Using the information.
**1)** In the tennis article, which title did Sanchez Vicario take away from Graf the last time the two played?
**2)** Rewrite the paragraph of the tennis article that begins "Arantxa Sanchez Vicario, the French Open's" in one shorter sentence, keeping its main facts.

Text.
Sanchez Vicario, Graf Pave Way For Colossal Final

Robin Finn New York Times

The favorites punched in, the challengers punched out; the two leading ladies of tennis prefer not to have it any other way.

Arantxa Sanchez Vicario, the French Open’s business-like defending champion, and Steffi Graf, a three-time champion fixated on ending her yearlong Grand Slam drought where in 1987 she claimed the first of 15 Slam crowns, once again had their way on the clay.

“I’m absolutely ready for it,” Graf said of the prospect of a rematch with the woman who took away her 1994 United States Open title the last time they tangled and has twice prevented her from defending titles here.

The duo, already in a tussle over the No. 1 ranking, Thursday earned the right to fight to the finish at the French Open after muscling their way through two distinctly different semifinals.

Source data.

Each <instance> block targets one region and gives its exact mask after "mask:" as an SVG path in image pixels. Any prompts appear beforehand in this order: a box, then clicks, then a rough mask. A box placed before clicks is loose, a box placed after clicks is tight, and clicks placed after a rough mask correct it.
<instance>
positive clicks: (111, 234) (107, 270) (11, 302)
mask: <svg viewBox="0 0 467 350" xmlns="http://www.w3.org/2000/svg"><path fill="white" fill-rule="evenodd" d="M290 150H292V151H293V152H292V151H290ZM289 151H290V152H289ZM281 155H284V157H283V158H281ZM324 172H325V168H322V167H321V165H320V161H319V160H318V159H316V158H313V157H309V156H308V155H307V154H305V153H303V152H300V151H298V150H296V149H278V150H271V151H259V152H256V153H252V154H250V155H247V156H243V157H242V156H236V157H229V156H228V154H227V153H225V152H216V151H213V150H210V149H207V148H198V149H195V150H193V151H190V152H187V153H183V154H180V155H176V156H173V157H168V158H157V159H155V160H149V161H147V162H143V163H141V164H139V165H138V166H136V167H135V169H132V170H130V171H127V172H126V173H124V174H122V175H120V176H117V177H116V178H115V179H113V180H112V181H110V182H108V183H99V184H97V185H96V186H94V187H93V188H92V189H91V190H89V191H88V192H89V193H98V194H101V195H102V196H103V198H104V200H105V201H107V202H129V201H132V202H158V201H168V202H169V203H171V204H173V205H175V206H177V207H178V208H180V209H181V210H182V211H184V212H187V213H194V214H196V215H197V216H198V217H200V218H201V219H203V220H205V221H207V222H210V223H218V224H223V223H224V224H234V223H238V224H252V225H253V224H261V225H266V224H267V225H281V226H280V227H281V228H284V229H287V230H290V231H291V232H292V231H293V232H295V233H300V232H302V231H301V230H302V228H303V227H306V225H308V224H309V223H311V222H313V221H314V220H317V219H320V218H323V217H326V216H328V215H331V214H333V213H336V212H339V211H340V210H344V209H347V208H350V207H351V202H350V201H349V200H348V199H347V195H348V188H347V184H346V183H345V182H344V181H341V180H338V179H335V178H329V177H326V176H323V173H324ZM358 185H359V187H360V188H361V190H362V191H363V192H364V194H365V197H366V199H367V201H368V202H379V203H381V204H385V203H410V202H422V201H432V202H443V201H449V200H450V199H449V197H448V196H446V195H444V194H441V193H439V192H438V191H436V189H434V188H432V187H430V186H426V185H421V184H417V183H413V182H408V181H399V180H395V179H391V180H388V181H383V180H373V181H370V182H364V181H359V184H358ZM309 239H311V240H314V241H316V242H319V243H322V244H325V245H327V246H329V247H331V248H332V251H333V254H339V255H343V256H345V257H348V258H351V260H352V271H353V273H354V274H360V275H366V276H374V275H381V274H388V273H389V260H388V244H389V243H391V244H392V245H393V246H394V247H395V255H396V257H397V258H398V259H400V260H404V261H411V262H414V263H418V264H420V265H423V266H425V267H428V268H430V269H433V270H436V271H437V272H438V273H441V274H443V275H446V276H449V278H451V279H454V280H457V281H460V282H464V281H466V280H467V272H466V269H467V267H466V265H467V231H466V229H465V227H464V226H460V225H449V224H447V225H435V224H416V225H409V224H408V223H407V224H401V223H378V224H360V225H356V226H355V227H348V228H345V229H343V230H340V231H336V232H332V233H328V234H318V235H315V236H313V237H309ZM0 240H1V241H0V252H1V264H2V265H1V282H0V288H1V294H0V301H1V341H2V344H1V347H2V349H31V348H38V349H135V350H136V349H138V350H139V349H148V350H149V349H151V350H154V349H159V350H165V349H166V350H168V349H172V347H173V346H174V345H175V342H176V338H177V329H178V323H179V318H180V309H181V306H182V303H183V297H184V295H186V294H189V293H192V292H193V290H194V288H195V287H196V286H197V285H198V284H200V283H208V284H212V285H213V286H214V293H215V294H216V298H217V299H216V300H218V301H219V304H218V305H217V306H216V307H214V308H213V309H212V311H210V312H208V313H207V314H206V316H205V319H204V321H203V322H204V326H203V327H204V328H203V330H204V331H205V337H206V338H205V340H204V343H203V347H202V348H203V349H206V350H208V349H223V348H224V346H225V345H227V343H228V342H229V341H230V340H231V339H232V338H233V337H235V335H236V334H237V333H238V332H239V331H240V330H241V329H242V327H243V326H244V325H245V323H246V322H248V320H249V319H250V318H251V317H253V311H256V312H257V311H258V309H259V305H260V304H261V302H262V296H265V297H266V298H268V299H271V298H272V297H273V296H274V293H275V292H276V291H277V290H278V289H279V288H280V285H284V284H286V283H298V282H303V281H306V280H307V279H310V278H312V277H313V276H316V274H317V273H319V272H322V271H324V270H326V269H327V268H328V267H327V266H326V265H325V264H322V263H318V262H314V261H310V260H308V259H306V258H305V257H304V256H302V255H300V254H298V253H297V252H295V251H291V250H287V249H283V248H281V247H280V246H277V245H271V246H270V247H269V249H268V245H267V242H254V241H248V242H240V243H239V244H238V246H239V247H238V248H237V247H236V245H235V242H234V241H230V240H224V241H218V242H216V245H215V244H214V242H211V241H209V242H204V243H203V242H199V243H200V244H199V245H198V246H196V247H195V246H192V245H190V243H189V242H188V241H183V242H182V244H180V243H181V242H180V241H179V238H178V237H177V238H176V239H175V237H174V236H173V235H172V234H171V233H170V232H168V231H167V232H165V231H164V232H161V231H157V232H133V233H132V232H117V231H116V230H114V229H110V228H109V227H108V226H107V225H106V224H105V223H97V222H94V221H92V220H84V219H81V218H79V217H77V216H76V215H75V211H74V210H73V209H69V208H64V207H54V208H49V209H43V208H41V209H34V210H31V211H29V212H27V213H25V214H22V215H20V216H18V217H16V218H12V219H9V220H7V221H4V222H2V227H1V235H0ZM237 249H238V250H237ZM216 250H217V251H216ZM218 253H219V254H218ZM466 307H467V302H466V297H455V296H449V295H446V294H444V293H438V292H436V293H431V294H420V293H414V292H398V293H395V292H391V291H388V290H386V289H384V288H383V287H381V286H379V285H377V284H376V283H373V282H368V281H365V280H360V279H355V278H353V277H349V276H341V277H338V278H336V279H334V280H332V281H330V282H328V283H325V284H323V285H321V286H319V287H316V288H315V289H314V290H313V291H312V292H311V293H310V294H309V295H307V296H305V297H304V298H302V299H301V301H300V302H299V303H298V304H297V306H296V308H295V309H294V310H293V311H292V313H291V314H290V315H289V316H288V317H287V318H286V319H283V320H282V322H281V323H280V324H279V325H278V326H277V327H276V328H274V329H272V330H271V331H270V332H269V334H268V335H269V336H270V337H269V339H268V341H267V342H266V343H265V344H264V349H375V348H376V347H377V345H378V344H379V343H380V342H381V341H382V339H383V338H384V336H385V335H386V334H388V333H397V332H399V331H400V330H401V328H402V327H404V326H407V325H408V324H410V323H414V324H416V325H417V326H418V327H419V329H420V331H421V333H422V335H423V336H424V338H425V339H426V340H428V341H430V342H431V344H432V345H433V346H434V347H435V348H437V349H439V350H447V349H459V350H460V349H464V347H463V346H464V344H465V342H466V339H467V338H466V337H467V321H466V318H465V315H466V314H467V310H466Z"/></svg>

Answers for the tasks.
**1)** The 1994 United States Open title.

**2)** Defending French Open champion Arantxa Sanchez Vicario and three-time champion Steffi Graf, who won the first of her 15 Slam titles there in 1987 and wants to end a yearlong Grand Slam drought, again prevailed on the clay.